[Items listed in a dataset]
============
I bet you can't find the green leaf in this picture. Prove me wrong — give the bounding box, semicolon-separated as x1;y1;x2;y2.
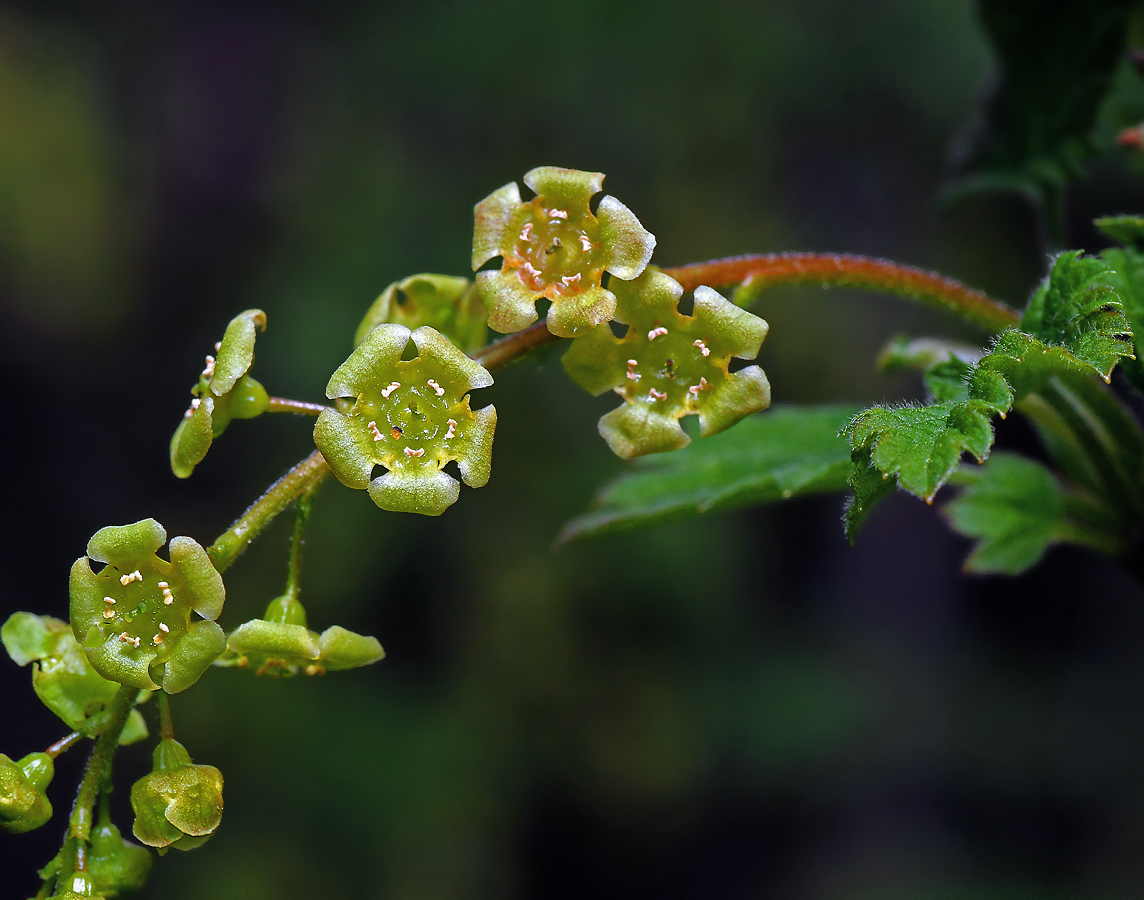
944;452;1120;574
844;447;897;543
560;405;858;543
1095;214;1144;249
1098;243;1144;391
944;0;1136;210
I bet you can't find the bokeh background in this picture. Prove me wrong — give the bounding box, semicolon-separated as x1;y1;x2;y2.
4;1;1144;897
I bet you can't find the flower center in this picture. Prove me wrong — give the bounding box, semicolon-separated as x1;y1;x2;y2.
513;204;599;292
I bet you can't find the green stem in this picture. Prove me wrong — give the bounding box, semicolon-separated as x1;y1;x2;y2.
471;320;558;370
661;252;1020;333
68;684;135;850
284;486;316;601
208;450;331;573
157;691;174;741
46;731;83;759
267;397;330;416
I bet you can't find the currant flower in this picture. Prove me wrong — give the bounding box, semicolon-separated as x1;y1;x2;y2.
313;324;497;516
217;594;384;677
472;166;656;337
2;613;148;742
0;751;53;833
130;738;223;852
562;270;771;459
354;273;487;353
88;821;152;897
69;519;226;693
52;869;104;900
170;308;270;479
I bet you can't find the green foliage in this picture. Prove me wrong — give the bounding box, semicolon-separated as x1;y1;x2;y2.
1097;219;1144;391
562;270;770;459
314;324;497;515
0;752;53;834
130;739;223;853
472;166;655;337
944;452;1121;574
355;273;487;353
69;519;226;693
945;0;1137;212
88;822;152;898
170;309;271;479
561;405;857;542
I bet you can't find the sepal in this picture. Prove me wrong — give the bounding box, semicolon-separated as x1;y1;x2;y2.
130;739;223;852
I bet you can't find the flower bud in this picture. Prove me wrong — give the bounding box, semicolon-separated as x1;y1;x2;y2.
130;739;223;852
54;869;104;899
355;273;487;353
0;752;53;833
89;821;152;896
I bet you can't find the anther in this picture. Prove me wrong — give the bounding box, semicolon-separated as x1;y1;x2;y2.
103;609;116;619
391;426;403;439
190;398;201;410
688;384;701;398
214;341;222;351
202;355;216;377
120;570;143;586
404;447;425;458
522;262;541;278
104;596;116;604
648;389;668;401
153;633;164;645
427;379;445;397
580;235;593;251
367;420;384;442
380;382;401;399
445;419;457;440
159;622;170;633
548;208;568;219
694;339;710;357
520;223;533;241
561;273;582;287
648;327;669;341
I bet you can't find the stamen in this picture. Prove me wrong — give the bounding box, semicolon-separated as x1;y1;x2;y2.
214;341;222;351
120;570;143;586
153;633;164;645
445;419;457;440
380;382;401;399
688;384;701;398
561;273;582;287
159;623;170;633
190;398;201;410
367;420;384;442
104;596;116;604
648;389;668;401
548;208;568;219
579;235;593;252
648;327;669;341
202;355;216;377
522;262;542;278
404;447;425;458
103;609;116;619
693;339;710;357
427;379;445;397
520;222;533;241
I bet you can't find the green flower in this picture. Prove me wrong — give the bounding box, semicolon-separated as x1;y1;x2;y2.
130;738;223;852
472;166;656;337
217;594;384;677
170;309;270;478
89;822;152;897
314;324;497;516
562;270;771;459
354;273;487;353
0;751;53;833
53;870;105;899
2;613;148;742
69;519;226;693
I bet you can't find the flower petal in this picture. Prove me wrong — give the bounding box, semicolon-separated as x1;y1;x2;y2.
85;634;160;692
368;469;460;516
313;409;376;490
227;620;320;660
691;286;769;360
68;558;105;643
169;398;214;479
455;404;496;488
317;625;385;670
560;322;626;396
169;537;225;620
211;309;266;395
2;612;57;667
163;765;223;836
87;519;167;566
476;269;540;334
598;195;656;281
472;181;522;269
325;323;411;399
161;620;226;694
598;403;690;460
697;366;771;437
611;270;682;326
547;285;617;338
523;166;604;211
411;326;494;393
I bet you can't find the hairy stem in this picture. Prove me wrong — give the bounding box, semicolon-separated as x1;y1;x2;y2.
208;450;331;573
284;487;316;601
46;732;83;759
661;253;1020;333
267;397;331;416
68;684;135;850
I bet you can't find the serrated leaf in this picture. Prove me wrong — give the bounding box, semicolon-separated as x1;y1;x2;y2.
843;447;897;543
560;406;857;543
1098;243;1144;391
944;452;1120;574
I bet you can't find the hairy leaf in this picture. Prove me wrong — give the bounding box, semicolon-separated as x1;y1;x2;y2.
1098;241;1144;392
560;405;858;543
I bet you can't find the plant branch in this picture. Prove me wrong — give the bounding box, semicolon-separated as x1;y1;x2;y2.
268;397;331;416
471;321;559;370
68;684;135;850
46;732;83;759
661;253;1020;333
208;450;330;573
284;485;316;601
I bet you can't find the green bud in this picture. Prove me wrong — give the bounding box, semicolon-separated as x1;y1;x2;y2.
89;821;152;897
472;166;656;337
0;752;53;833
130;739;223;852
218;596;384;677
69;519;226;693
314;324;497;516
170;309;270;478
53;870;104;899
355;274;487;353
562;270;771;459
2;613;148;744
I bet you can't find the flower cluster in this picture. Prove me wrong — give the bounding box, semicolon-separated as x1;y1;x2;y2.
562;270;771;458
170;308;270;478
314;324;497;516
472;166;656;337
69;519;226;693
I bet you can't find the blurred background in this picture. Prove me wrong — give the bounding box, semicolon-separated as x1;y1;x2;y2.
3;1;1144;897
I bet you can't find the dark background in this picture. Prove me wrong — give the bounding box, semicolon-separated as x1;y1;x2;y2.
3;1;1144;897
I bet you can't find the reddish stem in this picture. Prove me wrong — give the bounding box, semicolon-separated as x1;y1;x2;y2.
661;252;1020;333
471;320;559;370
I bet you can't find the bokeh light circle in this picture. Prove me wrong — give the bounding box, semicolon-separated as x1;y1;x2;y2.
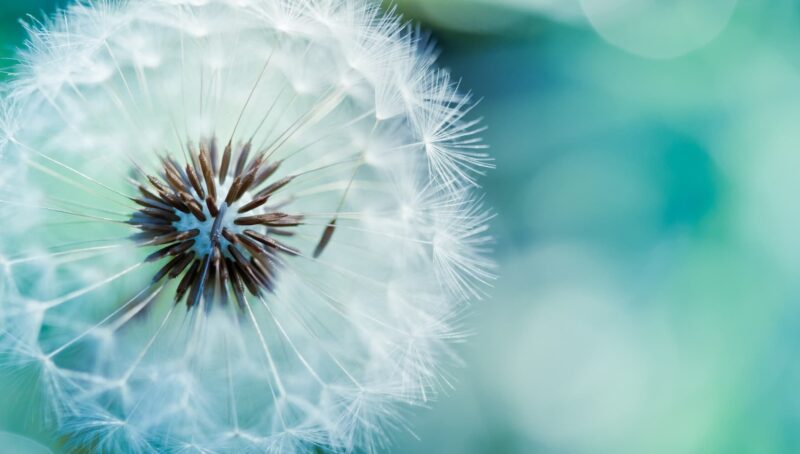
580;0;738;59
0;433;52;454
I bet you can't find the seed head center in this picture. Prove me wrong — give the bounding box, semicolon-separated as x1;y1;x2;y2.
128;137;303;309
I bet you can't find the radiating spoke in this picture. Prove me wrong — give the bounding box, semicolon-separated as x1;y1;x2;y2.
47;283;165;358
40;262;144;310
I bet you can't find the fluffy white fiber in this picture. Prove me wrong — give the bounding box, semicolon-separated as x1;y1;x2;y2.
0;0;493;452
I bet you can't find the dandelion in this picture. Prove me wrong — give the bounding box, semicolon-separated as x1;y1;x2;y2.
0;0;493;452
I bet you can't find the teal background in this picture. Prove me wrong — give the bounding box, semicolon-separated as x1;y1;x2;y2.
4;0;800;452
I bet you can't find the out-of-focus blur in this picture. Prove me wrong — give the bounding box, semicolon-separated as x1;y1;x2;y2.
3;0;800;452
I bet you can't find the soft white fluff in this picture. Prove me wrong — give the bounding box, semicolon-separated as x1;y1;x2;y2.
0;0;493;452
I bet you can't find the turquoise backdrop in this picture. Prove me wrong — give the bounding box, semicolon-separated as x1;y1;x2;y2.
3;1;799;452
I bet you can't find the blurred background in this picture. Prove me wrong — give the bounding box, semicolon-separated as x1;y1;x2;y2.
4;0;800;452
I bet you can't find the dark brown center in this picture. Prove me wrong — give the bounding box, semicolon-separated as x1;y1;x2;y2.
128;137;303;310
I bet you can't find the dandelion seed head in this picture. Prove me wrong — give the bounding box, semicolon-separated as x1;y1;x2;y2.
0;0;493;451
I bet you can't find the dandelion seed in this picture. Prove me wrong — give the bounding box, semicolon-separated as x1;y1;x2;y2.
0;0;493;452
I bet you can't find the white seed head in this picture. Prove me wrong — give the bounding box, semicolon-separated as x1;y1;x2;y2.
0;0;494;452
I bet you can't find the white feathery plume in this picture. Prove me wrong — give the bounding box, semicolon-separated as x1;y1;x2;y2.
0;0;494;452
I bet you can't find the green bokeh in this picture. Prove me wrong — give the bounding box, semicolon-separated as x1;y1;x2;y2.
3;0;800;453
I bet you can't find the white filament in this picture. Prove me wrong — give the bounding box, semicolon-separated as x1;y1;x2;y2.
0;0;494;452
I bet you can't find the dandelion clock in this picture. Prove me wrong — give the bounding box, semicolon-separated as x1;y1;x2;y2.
============
GOAL OF THE EXERCISE: Once you reach the line that holds "I bet you can't find the turquoise", print it and every line after it through the end of the records, word for word.

WRITTEN ANSWER:
I bet you can't find the turquoise backdrop in this picture. Prove me wrong — give the bounding box, semicolon-separated as x1;y1;x2;y2.
3;1;799;452
I bet you can't find the blurred background in this picture. Prove me wrong — give the bounding box, semicolon-separated as x1;y1;x2;y2.
4;0;800;452
I bet you can't find the dark brown center in this picture. Prove me wrong — give the bounding box, semicolon-separated as x1;y1;x2;y2.
128;137;303;310
I bet you can't find the dandelion seed head in this picture. Prove me wrong — give the bounding box, semicolon-separated as x1;y1;x2;y2.
0;0;493;451
I bet you can't find the dandelion seed in this picture. Prove me wrong — give the bounding box, semicolon-separated as x1;y1;x2;y2.
0;0;493;452
I bet you can't find the white seed head in this picture. Prove me wrong — give the bounding box, semicolon-separated as x1;y1;x2;y2.
0;0;494;452
I bet you can't find the white feathery plume in this picture. Prove me wrong — give the bounding box, semicolon-separated as x1;y1;x2;y2.
0;0;494;452
I bet you can't find the green bokeh in this picture. Prove me wrong — give the bounding box, semicolon-separated as x1;y1;x2;y2.
3;0;800;453
I bet you can't find the white filament in this picture. Prove me wrong — give the bounding box, semicolon-separated as x1;y1;x2;y2.
0;0;494;452
I bet you can't find the dandelion clock in this picture. Prove me wrong — give the bounding box, semicolon-separated as x1;y1;x2;y2.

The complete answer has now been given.